Return the entries below in their exact form, leaving the pictures out.

** Start of Data listing **

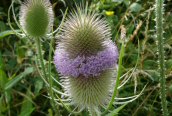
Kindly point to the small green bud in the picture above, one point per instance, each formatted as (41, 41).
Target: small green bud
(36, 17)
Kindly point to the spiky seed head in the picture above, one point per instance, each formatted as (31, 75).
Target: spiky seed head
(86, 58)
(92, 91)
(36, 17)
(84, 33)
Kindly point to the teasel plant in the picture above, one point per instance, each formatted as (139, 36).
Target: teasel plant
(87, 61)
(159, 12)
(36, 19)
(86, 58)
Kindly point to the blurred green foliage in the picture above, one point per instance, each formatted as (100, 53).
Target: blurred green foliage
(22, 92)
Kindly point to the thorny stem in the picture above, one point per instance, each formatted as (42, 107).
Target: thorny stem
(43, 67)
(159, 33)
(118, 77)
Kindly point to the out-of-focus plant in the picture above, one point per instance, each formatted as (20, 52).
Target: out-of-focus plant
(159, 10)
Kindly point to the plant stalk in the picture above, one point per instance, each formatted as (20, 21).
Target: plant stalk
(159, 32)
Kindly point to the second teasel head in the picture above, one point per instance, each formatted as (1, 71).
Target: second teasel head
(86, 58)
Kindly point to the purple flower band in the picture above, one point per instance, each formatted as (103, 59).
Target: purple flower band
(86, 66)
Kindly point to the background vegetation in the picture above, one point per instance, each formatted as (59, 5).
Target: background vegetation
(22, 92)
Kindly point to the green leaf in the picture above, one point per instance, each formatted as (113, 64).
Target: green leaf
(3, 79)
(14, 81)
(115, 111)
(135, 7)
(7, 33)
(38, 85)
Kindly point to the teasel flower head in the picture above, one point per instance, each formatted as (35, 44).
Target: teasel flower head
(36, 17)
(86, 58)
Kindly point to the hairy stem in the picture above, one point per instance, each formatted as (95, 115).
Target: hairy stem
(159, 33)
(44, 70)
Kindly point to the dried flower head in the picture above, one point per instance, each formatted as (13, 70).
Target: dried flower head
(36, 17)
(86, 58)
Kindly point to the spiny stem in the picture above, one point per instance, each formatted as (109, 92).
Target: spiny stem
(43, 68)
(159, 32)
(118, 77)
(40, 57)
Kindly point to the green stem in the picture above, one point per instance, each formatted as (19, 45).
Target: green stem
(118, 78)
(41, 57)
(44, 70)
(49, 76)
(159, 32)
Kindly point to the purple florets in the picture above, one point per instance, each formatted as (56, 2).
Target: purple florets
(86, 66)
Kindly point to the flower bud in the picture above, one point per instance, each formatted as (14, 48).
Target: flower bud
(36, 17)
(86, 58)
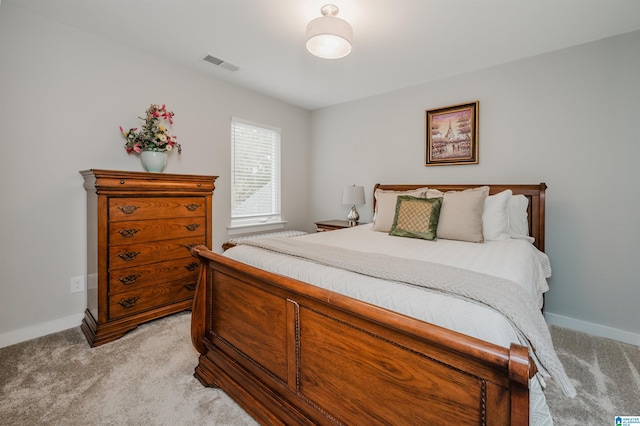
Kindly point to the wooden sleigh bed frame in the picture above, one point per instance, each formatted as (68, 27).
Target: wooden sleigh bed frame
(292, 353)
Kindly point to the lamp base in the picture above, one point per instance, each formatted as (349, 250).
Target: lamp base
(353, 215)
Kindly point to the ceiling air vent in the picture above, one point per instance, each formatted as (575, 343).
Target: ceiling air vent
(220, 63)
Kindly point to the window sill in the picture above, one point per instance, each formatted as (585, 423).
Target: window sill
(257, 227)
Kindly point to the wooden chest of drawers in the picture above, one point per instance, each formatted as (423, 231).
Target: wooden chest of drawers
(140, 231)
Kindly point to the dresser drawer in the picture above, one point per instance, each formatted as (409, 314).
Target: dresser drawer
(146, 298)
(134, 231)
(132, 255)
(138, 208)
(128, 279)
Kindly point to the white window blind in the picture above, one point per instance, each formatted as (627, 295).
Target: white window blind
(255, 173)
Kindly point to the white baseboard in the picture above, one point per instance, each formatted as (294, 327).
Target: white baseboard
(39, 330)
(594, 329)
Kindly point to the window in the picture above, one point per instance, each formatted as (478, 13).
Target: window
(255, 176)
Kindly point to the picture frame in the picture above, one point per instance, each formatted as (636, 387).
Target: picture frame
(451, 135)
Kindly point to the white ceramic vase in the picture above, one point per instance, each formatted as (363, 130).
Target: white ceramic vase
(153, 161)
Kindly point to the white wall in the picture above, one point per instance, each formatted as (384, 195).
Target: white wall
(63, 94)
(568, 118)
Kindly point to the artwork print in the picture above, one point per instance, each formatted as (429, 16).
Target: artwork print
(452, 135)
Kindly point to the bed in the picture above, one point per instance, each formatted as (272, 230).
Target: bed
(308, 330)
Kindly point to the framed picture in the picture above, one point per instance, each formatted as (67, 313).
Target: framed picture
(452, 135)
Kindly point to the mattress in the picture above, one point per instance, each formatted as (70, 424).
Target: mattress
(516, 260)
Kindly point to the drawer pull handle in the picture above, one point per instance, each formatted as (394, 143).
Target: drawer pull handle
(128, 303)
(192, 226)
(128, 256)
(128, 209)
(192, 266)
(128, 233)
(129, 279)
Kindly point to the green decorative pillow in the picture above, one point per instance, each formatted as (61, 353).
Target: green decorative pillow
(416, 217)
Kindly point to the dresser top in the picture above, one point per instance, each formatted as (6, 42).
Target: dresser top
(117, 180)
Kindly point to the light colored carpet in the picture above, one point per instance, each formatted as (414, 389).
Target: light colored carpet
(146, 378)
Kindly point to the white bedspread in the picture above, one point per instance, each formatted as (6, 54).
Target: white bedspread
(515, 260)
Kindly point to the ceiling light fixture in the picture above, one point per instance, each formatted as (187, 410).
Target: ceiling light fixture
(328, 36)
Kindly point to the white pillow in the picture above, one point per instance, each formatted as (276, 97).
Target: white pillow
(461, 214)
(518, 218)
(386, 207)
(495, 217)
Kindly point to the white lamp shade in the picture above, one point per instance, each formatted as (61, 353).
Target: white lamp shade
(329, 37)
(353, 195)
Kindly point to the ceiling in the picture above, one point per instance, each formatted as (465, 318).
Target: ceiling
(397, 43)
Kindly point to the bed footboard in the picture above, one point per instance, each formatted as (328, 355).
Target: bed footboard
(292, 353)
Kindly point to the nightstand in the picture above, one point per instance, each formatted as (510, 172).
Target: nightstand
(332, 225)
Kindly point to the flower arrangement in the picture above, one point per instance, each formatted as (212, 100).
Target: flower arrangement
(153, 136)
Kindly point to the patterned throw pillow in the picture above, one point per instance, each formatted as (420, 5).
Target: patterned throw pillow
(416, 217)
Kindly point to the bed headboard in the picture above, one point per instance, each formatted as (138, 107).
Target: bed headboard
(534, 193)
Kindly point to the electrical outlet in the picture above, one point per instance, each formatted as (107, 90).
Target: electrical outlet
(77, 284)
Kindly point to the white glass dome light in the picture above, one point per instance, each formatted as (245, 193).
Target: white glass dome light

** End of Data listing **

Response to the task
Kindly point to the small green bud in the picture above, one point per instance, each formatted as (41, 41).
Target: small green bud
(36, 17)
Kindly point to the spiky seed head in the picture above, one point per instance, each formatted as (31, 75).
Target: spiky seed head
(86, 58)
(92, 91)
(36, 17)
(84, 33)
Kindly point to the teasel plant in the picture above, one point per instance, each formatted as (139, 36).
Target: teasel plant
(87, 61)
(159, 12)
(36, 19)
(86, 58)
Kindly point to the blurred green foliage in the picture above, one point per instance, each formatted as (100, 53).
Target: blurred green foliage
(22, 92)
Kindly point to the thorny stem in the picture above, one point per instance, each formatted as (42, 107).
Target: thorny stem
(43, 67)
(159, 33)
(118, 77)
Kindly point to the out-of-focus plant in the picture above, one point per instance, each formatted as (20, 52).
Target: out-of-focus plant
(159, 10)
Kindly point to the plant stalk in the picture above, one point per instance, each formatted as (20, 21).
Target: plant stalk
(159, 32)
Kindly point to the second teasel head in the picture above, one point per instance, each formatted as (1, 71).
Target: second teasel head
(86, 58)
Kindly point to the purple flower band in the picture above, one point per instance, each formatted as (103, 59).
Target: purple flower band
(86, 66)
Kindly point to the background vegetation in the picture above, one point per instance, each formatted as (59, 5).
Target: background vegetation
(22, 92)
Kindly point to the green leaf in the picture above, one point per instance, each formatted as (113, 64).
Target: green leaf
(3, 79)
(14, 81)
(115, 111)
(135, 7)
(7, 33)
(38, 85)
Kindly point to the teasel flower head in the picture above, one point per instance, each formatted as (35, 44).
Target: teasel flower head
(36, 17)
(86, 58)
Kindly point to the hairy stem in the picture above, one point per instance, each formatted as (95, 115).
Target: hairy stem
(159, 33)
(44, 70)
Kindly point to the dried flower head in the picture above, one point per instance, each formatted as (13, 70).
Target: dried flower head
(36, 17)
(86, 58)
Kindly point to the spiny stem in the picture above, one point per instance, each formatted as (109, 92).
Target: spiny stem
(43, 68)
(159, 32)
(118, 77)
(40, 57)
Kindly point to the green stem in the picture above, one point per instance, each formatted as (19, 45).
Target: green stem
(118, 78)
(41, 57)
(44, 70)
(49, 76)
(159, 32)
Kindly point to the purple florets in the picture above, one point per instance, each formatted as (56, 2).
Target: purple florets
(86, 66)
Kindly point to the flower bud in the picture above, one point per instance, each formatted as (14, 48).
Target: flower bud
(36, 17)
(86, 58)
Kindly point to the wooden sleigh bed frame in the picture above, one point per instance, each formatted as (68, 27).
Target: wooden sleigh bed frame
(292, 353)
Kindly point to the lamp base in the picture above, one point per instance, each formatted as (349, 250).
Target: lamp base
(353, 215)
Kindly point to the ceiling air vent in the picture above, one point per instance, each formatted as (575, 343).
Target: ceiling air vent
(220, 63)
Kindly point to the window sill in the picture above, one point per instance, each formatted as (585, 423).
Target: window sill
(257, 227)
Kindly point to the wooden chest of drawers in the picture above, one point per instance, each formatted as (423, 231).
Target: wooden chest of drawers
(140, 231)
Kindly point to the dresser drawer in the picture above, one point per instance, each formatted as (409, 314).
Target: dresser drawer
(146, 298)
(134, 231)
(132, 255)
(138, 208)
(128, 279)
Kindly point to the white window blind in the picture above, one point per instance, each formatted as (627, 295).
Target: white window blind
(255, 173)
Kindly point to the white baseboard in the picture above, one point per instance, each formatted as (294, 327).
Target: white baseboard
(39, 330)
(594, 329)
Kindly point to the window in the picture above, one point per instance, each formatted as (478, 13).
Target: window
(255, 176)
Kindly point to the picture frame in the picture above, one point per instance, each formatted as (636, 387).
Target: picture frame
(451, 135)
Kindly point to the white ceramic vase in the picture above, one point per instance, each formatted as (363, 130).
Target: white ceramic vase
(153, 161)
Kindly point to the white wall in the picture above, one point per instance, each formatted as (384, 195).
Target: white wall
(63, 94)
(568, 118)
Kindly point to the artwork print in the picture above, one point per instance, each formatted as (429, 16).
Target: artwork print
(452, 135)
Kindly point to the bed in the picture above, one point per instance, each formatted as (272, 230).
Target: bed
(308, 330)
Kindly point to the framed picture in the picture above, one point per instance, each formatted as (67, 313).
Target: framed picture
(452, 135)
Kindly point to the mattress in the picture above, one point per instance, each formatted as (70, 424).
Target: mattress
(516, 260)
Kindly point to the drawer pull handle in the picture above, one point per instance, each formatted as (394, 143).
Target: drawer pull handle
(128, 303)
(192, 226)
(128, 256)
(128, 209)
(192, 266)
(128, 233)
(129, 279)
Kindly point to the green decorative pillow in the picture above, one point per instance, each formatted as (61, 353).
Target: green decorative pillow
(416, 217)
Kindly point to the dresser top in the picture above, one point per instance, each formatted as (6, 42).
Target: dresser top
(117, 180)
Kindly point to the light colored carpet in the picture above, one point per instance, each formatted as (414, 389).
Target: light colored carpet
(146, 378)
Kindly point to the white bedspread in the picture above, one point per instance, each formatted as (6, 54).
Target: white bedspread
(515, 260)
Kindly point to the ceiling light fixture in the picture above, one point per instance, each formatted as (187, 410).
Target: ceiling light fixture
(328, 36)
Kindly point to the white pillow in the picture above, one point per instance, each formatted as (276, 97).
Target: white pillow
(461, 214)
(518, 218)
(386, 207)
(495, 217)
Kindly point to the white lamp shade in the picture above, one point per instance, each formatted as (61, 353).
Target: white lamp shade
(329, 37)
(353, 195)
Kindly point to the ceiling in the picture above, one point per instance, each formatted as (465, 318).
Target: ceiling
(397, 43)
Kindly point to the bed footboard in the picture above, one point per instance, each formatted as (328, 355).
Target: bed footboard
(292, 353)
Kindly point to the nightstand in the picture above, one point per instance, each formatted as (510, 172).
Target: nightstand
(332, 225)
Kindly point to the flower arrangement in the picture above, one point per instance, each formatted as (212, 100).
Target: flower arrangement
(153, 136)
Kindly point to the patterned throw pillow in the picture above, one point per instance, each formatted as (420, 5).
Target: patterned throw pillow
(416, 217)
Kindly point to the bed headboard in the picture above, one point per instance, each formatted as (138, 107).
Target: bed headboard
(534, 193)
Kindly point to the electrical outlet in the picture above, one point per instance, each formatted as (107, 90).
Target: electrical outlet
(77, 284)
Kindly point to the white glass dome light in the picture above, one point per instance, each formatted as (245, 193).
Target: white glass dome light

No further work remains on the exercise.